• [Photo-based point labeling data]
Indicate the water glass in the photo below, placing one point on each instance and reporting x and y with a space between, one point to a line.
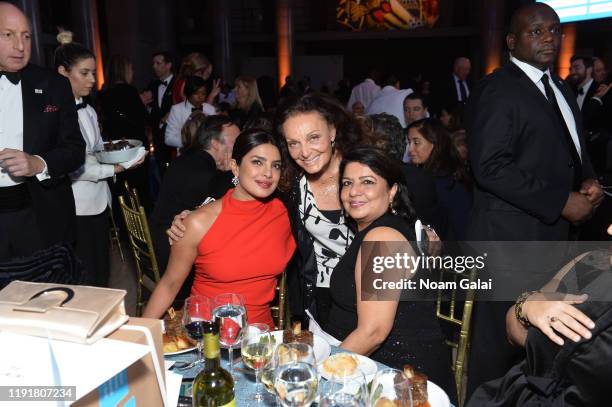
231 314
256 352
391 385
296 384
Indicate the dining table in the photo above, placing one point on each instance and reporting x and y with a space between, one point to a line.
244 378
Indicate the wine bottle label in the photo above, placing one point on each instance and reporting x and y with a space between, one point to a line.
230 404
211 347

• [Work to complete] Transcribe each entry precisely as given, leaving the pictures out.

• [Finished answer]
Indicate the water glass in the photo below, placing one point on each instance and reporting x and y with a space between, one point to a line.
231 314
256 352
391 385
296 384
Indicate the dining table in the photo above, placing one point on each instance and reporting x and y with a space between, one point to a line.
244 378
Indicate the wine bottle label in the photo above, placing one point on each instance and reporting x and y with a space between, one point to a line.
230 404
211 347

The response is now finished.